## start Provided text
Unfortunately, thousands of people are hurt in motor vehicle accidents in Ontario every year. Some types of vehicles, such as all-terrain vehicles (ATVs), have developed a reputation for a high risk of causing severe injuries.
This article looks at whether a person may be held liable for lending someone a vehicle in circumstances where they are subsequently injured. We also look at a recent Ontario Superior Court of Justice decision in which a woman suffered a severe brain injury after the ATV she was riding struck a tree. Her boyfriend’s father owned the vehicle.
Is there a duty of care when lending a motor vehicle?
To bring a successful negligence claim, the injured plaintiff needs to show that:
- the defendant owed them a duty of care;
- the defendant breached the standard of care; and
- the breach of the standard of care caused or materially contributed to the injury.
Courts have recognized a duty of care whenever a person allows another to operate a motorized vehicle in circumstances where they knew or should have known that the person was unfit or otherwise unable to operate it safely. This includes off-road vehicles, such as ATVs and snowmobiles.
However, courts “do not expect omniscience, prescience or clairvoyance.” A duty of care is established only where what happened was a natural and probable result of what the alleged wrongdoer did or failed to do.
## end Provided text
## start Extracted records
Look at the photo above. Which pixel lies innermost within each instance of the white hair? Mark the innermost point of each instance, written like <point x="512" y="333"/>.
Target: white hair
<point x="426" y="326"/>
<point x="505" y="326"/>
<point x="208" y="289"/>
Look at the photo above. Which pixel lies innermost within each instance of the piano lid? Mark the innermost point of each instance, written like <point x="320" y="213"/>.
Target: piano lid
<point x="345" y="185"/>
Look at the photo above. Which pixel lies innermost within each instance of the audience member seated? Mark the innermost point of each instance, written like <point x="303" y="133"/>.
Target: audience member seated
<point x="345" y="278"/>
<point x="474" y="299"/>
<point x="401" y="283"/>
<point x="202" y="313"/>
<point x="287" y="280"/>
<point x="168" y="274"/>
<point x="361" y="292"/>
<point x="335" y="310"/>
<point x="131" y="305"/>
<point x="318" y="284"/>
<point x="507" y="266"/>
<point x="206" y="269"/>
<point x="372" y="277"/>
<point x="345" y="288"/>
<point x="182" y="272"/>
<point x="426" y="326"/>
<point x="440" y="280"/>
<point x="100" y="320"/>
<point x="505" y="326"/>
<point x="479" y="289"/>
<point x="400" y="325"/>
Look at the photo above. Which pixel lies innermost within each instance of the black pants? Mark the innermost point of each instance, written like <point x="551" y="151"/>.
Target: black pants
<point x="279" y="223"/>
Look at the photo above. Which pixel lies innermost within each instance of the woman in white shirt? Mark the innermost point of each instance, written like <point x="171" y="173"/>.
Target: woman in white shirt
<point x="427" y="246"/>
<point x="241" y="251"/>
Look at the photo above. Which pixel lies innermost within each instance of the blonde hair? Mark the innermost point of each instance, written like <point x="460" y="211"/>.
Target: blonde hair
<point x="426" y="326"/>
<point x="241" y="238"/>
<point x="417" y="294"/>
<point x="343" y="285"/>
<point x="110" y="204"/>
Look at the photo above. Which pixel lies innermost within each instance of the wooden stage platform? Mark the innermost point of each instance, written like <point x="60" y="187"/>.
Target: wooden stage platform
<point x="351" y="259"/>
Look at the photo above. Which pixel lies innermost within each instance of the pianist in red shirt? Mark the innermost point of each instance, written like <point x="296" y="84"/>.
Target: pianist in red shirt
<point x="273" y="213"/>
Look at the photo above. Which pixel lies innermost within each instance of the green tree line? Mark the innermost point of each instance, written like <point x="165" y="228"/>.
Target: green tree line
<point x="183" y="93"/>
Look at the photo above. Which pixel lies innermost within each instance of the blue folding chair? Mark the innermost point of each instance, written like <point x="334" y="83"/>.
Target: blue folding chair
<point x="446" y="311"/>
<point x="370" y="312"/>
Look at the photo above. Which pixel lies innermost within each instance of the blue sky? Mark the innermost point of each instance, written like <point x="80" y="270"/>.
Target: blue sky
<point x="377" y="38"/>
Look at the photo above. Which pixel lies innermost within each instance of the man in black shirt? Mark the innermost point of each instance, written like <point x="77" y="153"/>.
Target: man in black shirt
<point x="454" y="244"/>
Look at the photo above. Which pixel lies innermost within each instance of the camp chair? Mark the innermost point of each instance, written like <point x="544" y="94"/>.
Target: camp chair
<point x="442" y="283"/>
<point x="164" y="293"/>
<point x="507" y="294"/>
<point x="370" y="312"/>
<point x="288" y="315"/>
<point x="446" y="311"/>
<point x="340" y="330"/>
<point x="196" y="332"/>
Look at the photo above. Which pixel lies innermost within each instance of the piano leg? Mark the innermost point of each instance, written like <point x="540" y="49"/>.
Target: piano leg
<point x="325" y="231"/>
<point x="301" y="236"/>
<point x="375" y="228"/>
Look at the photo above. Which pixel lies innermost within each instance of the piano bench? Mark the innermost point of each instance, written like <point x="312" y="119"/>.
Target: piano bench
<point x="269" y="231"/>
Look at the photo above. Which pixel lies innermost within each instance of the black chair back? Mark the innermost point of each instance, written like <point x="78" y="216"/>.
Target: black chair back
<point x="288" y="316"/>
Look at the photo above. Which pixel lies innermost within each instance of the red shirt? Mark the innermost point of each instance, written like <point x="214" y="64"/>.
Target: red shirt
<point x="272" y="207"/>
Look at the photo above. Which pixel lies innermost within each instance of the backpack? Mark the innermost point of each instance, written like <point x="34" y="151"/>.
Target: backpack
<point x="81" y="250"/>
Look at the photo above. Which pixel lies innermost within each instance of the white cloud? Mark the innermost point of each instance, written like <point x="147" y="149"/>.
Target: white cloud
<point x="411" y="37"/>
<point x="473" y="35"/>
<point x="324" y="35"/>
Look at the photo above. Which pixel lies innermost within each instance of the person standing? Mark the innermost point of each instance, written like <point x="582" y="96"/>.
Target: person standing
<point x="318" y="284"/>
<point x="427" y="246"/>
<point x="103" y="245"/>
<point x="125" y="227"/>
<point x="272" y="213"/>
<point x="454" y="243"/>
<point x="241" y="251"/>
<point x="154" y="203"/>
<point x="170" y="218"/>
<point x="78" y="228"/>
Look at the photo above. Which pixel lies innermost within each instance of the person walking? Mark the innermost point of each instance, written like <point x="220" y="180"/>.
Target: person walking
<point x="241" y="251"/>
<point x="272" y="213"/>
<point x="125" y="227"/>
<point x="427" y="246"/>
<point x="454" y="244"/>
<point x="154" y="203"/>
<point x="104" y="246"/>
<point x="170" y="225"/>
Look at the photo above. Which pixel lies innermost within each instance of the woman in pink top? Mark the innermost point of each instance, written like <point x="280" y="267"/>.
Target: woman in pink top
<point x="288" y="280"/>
## end Extracted records
— Short problem —
According to the article on vehicle-lending liability, under what condition is a duty of care established? The data plays no part in what comes next.

— Expected output —
A duty of care is established only where what happened was a natural and probable result of what the alleged wrongdoer did or failed to do.